Records from a collection
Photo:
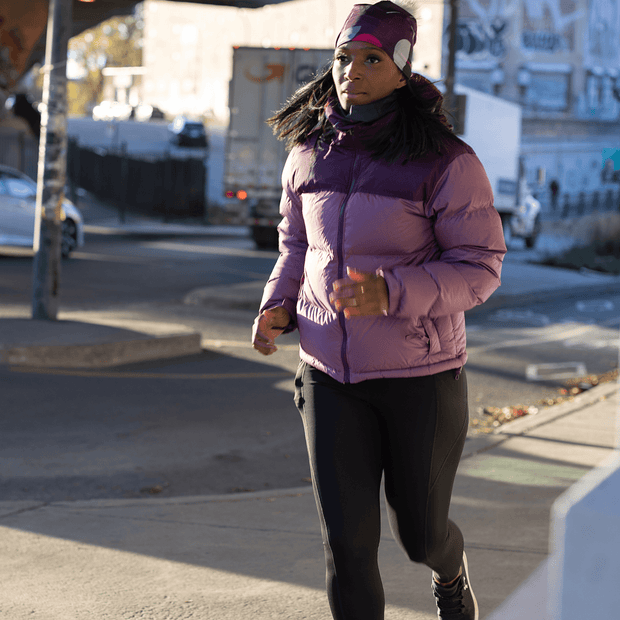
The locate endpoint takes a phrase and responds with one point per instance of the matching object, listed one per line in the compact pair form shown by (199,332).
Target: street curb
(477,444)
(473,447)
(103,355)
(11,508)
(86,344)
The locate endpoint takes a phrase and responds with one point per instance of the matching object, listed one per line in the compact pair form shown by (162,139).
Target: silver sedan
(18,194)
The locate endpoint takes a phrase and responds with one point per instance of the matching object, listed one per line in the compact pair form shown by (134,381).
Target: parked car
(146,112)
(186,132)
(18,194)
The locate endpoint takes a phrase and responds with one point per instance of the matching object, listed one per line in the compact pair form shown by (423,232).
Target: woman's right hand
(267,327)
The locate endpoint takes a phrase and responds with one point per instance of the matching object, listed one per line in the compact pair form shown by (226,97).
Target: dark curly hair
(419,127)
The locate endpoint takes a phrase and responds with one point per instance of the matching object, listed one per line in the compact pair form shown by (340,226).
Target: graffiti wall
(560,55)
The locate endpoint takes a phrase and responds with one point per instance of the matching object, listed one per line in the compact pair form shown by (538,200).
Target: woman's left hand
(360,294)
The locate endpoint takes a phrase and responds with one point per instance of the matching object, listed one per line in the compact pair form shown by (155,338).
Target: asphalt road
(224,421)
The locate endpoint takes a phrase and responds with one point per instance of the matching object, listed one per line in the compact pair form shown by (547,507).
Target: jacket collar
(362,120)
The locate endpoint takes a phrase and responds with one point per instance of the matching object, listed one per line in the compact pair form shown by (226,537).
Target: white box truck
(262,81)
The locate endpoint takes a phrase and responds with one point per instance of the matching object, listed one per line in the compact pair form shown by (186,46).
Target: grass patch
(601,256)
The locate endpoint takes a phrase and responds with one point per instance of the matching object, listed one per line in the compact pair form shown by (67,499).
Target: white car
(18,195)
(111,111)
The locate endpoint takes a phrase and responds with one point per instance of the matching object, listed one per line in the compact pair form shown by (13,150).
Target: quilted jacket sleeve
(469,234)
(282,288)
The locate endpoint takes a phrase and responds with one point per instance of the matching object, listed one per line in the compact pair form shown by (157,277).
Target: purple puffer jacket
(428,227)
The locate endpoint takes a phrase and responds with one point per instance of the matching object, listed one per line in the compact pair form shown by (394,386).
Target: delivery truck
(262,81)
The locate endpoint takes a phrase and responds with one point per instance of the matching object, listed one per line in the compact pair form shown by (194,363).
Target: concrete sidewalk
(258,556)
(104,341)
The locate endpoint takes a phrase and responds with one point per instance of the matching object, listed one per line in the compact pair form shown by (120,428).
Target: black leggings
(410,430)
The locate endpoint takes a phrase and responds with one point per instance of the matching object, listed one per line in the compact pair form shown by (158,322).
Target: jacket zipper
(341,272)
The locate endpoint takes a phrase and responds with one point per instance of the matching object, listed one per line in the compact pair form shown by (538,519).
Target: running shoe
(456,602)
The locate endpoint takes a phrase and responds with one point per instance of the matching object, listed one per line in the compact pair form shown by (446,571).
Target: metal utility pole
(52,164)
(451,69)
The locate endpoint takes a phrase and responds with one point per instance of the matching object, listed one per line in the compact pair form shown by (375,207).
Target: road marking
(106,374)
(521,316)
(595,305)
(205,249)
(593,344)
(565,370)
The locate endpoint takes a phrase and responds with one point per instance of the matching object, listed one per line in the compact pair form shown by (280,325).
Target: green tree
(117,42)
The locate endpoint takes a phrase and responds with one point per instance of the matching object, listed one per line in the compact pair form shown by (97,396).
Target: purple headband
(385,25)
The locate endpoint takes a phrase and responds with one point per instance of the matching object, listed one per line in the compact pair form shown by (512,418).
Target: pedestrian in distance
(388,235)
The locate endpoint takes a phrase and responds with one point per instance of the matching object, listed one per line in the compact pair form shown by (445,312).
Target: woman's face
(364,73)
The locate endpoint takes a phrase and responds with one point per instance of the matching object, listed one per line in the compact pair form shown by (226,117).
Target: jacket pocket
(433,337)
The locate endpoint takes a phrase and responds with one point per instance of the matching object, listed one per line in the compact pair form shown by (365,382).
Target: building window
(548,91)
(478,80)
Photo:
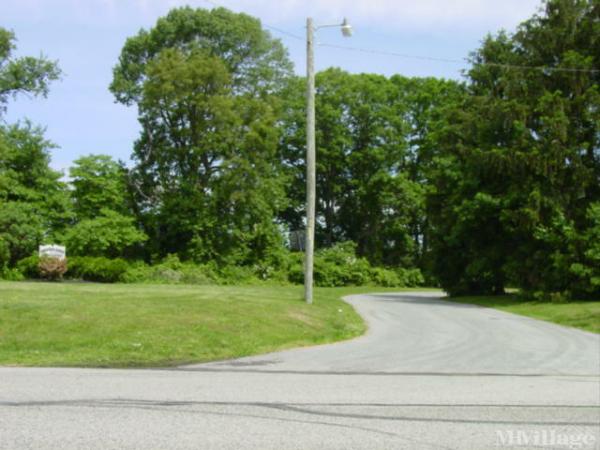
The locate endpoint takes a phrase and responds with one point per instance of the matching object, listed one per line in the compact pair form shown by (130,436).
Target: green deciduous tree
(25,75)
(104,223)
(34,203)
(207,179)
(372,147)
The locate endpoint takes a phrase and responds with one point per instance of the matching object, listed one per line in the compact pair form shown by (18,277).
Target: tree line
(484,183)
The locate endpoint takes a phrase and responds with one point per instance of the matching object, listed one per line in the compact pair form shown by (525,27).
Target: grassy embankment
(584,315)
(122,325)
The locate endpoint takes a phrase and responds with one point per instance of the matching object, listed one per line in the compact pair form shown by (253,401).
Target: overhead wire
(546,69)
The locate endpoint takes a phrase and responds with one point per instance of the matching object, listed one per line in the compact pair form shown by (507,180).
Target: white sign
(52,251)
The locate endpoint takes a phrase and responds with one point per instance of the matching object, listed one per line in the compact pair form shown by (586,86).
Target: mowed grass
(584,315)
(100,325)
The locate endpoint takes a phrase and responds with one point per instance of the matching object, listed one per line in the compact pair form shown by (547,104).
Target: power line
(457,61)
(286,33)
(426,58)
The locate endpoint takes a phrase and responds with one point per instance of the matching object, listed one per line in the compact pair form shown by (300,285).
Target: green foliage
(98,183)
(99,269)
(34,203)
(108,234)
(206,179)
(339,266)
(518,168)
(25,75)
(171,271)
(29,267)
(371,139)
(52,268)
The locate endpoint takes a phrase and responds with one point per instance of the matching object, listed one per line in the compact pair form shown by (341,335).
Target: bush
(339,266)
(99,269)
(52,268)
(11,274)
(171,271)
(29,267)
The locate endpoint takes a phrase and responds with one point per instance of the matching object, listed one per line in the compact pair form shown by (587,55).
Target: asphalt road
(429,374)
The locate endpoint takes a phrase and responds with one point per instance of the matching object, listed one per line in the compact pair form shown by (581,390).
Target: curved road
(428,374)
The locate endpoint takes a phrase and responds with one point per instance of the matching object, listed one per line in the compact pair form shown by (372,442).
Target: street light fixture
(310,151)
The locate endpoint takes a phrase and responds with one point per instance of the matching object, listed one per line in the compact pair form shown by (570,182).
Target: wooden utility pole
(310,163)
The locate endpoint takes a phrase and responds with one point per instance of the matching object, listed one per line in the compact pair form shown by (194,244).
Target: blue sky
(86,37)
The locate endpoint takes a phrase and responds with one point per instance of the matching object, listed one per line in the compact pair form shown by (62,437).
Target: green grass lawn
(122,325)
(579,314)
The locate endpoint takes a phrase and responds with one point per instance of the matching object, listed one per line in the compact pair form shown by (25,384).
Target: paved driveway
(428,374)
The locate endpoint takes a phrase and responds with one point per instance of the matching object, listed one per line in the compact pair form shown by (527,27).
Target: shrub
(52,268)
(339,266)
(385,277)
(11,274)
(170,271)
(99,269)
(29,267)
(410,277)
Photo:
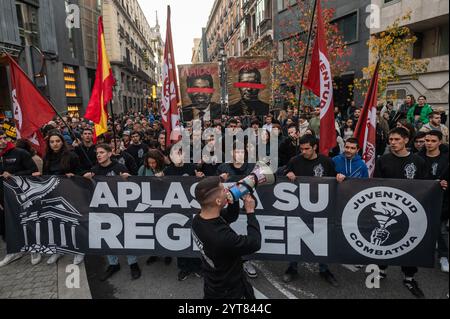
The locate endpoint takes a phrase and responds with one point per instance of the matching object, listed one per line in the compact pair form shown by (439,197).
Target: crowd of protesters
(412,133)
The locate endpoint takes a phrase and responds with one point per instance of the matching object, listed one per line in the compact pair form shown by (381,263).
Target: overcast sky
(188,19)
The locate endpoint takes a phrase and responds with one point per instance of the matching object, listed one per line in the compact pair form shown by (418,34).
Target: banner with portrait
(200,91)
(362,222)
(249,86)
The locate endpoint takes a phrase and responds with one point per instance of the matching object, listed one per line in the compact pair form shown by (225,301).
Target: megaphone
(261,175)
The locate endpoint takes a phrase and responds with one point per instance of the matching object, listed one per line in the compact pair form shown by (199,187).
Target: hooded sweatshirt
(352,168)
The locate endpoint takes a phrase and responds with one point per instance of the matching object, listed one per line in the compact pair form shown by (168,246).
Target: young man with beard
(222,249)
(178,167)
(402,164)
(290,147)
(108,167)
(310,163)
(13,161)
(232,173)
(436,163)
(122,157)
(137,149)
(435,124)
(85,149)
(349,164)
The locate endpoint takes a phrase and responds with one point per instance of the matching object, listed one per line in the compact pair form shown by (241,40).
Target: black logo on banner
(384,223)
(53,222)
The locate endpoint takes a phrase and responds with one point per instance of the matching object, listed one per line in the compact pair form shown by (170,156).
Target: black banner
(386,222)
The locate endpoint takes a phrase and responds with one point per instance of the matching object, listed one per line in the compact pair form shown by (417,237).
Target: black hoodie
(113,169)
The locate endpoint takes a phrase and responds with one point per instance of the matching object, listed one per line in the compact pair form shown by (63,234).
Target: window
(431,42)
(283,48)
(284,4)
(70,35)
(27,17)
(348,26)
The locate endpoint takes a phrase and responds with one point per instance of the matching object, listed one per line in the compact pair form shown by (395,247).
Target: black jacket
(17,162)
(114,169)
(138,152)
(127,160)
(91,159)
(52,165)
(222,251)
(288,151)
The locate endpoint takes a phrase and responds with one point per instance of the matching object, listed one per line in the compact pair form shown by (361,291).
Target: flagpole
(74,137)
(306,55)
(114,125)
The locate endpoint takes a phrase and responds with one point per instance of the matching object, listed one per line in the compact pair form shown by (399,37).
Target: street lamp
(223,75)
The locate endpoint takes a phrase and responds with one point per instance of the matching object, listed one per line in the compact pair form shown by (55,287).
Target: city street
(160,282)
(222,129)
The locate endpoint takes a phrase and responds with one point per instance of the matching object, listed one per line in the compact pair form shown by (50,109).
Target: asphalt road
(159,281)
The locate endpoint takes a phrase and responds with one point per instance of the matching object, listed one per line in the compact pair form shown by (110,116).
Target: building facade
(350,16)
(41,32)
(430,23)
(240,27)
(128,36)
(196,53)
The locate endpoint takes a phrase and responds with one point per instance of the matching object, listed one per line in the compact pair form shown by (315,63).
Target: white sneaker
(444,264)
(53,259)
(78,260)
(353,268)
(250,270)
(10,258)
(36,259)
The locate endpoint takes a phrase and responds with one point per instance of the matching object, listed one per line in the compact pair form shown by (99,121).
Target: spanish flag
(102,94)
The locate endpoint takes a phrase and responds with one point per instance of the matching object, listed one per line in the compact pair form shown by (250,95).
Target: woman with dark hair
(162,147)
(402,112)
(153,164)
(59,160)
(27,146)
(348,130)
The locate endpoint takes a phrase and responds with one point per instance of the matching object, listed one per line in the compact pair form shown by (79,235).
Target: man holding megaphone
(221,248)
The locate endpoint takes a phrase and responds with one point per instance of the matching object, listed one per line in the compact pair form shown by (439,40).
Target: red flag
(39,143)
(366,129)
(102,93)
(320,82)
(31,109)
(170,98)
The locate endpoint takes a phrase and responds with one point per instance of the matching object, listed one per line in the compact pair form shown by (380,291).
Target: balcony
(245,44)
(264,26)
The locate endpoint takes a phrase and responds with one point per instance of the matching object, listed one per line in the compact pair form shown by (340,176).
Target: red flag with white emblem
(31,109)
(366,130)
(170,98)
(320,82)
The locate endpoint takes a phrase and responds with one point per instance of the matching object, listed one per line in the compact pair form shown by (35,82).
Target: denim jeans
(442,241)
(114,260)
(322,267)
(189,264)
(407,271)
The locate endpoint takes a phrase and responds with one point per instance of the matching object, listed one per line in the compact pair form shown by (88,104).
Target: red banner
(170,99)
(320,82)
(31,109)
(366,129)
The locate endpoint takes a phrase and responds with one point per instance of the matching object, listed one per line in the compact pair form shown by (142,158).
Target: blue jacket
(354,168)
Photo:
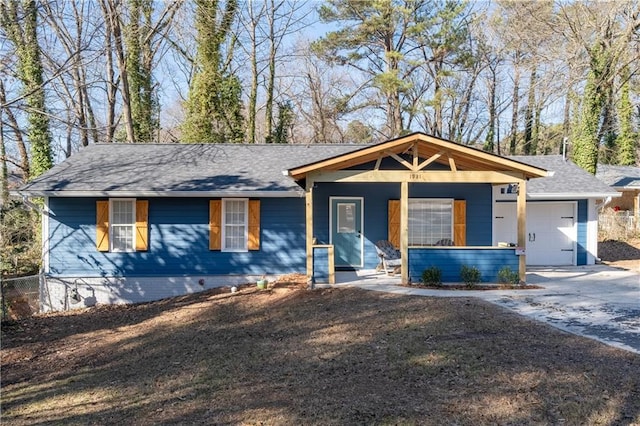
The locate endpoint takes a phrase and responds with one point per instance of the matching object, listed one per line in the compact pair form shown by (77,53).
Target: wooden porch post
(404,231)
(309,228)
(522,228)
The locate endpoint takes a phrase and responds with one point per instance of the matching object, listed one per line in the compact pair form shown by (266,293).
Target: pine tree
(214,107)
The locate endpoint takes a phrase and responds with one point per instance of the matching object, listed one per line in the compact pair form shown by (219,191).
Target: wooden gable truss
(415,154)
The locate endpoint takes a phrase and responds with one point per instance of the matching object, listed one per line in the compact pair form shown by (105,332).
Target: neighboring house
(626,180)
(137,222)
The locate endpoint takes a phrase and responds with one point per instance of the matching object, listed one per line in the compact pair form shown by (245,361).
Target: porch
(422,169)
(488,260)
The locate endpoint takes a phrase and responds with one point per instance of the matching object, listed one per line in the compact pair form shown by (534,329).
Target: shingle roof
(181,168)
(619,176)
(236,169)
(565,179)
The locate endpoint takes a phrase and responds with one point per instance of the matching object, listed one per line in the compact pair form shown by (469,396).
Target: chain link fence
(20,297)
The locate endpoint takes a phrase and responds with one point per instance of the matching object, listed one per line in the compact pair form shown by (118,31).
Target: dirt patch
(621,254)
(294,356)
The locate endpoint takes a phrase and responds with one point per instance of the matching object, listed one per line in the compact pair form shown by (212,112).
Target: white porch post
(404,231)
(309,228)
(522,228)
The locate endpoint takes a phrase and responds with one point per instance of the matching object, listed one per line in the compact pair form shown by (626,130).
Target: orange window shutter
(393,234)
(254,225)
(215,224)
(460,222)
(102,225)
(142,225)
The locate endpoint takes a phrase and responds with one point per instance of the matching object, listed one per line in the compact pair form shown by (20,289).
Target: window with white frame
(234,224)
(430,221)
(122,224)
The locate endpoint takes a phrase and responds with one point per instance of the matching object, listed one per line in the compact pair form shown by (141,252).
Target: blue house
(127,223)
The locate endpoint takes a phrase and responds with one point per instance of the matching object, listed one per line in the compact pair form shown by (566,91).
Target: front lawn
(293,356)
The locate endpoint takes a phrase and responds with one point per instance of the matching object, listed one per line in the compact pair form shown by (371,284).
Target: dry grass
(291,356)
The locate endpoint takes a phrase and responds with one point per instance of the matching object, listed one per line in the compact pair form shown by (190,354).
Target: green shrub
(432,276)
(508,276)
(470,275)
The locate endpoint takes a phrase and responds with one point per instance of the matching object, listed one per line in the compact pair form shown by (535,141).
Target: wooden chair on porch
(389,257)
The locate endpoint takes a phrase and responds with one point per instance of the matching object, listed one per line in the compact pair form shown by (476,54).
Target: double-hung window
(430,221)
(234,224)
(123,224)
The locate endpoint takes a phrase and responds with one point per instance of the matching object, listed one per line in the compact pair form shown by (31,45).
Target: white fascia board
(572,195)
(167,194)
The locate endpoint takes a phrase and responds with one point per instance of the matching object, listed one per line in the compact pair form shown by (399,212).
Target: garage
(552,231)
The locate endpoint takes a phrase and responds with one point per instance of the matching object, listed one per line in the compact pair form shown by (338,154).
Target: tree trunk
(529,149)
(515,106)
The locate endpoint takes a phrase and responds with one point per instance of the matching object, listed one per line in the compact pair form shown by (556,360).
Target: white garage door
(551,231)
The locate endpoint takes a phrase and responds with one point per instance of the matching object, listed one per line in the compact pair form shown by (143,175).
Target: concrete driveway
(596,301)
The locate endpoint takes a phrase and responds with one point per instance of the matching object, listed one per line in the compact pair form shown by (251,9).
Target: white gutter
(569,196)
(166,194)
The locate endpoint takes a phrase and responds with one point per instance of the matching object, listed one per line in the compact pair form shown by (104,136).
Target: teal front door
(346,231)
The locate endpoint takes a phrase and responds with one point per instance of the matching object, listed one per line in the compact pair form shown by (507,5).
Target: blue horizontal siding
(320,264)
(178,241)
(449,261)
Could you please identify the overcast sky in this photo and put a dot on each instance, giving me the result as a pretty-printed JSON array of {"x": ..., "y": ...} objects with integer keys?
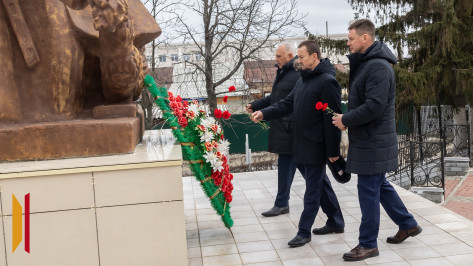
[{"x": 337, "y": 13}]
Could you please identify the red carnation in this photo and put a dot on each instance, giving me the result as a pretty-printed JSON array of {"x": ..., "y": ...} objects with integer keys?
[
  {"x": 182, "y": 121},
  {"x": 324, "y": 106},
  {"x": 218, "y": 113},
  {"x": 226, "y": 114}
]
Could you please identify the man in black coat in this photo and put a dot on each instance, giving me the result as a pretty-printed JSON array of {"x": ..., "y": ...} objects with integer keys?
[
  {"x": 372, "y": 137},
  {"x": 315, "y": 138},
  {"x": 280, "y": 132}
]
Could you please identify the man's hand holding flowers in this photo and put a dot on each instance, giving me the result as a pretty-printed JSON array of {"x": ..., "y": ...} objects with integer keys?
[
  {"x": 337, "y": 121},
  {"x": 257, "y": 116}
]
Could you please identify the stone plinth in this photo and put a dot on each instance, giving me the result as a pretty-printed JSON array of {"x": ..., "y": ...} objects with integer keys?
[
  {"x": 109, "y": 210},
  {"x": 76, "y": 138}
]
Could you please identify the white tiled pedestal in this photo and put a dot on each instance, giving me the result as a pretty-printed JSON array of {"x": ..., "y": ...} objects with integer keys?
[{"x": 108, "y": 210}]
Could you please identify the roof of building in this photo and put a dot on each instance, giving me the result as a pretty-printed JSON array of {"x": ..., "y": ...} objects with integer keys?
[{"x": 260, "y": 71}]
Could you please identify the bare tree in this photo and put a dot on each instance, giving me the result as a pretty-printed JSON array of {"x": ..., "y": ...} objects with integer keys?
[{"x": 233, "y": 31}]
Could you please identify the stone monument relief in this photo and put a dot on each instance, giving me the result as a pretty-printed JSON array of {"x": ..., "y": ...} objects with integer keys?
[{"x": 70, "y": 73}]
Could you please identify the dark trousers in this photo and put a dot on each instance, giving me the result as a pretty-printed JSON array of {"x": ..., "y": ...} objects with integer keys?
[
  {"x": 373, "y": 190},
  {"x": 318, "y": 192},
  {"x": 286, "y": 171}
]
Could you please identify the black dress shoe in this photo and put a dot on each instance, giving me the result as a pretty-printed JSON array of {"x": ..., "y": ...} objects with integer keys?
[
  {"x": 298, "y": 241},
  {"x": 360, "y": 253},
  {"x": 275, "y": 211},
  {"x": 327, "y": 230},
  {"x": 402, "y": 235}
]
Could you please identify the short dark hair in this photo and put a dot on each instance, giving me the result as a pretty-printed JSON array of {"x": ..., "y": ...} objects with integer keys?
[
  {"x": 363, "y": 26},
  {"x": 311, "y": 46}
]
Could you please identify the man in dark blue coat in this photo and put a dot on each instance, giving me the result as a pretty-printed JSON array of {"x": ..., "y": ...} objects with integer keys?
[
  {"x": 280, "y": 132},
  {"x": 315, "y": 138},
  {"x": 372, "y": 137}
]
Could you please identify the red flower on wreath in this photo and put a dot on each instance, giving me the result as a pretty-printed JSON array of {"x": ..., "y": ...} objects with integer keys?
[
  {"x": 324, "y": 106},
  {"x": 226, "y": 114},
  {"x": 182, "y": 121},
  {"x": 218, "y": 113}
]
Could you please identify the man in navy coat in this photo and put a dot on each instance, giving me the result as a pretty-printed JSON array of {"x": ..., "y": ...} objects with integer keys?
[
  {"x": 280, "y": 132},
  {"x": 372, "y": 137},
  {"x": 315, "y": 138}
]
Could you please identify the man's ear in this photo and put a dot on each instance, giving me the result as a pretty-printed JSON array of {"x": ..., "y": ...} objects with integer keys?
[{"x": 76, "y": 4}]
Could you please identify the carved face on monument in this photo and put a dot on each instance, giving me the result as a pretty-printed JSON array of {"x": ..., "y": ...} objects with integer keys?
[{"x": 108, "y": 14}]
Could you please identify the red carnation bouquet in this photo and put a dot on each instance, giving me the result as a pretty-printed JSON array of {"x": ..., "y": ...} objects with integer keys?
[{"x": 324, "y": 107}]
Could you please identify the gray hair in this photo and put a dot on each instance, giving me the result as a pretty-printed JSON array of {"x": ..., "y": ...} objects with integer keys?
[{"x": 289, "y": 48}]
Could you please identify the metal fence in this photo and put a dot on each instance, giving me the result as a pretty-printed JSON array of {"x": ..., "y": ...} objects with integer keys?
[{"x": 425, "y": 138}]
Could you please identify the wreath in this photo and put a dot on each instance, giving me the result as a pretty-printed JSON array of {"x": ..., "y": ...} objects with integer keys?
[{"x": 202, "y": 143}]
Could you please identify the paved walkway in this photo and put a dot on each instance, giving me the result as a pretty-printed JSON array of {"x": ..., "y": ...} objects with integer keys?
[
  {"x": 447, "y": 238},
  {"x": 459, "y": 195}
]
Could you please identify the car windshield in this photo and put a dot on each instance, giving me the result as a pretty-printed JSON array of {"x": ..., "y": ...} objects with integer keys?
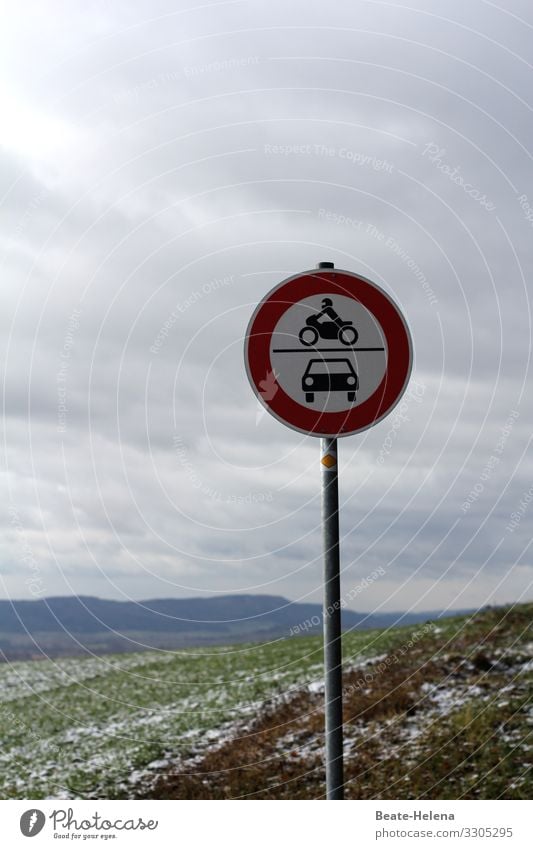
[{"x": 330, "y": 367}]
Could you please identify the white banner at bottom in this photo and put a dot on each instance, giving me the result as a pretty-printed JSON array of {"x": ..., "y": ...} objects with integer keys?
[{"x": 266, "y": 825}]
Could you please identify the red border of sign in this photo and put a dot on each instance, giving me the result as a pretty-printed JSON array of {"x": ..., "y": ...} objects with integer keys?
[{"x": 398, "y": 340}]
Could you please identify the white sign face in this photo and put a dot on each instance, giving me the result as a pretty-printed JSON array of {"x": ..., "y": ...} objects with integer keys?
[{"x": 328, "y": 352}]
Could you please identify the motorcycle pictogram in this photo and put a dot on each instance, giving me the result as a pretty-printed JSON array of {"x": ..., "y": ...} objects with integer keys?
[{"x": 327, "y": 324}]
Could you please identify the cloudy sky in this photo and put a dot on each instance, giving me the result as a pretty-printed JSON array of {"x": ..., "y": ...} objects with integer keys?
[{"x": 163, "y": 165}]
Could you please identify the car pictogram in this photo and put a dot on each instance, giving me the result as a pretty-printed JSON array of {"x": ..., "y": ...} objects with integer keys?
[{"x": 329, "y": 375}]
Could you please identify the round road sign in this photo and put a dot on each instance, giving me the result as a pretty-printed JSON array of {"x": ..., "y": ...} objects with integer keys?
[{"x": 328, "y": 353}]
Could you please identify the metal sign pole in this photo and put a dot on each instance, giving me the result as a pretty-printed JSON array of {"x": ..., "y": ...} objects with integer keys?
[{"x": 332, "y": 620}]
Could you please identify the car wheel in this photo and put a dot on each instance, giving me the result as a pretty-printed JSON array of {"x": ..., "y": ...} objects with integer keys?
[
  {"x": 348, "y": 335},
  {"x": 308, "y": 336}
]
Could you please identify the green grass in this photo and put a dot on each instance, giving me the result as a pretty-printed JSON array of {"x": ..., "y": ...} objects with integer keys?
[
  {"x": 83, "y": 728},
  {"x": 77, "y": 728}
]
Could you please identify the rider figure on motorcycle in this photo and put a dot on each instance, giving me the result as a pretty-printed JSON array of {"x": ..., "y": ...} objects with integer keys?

▶ [What needs to be done] Copy the lines above between the one holding "Target: blue jacket" and the one holding "shown by (77,53).", inclusive. Drop the pictures.

▶ [Solution]
Target: blue jacket
(354,168)
Photo:
The locate endpoint takes a phrase and responds with one point per instance of the matching object, listed one per line in the compact pair form shown by (77,53).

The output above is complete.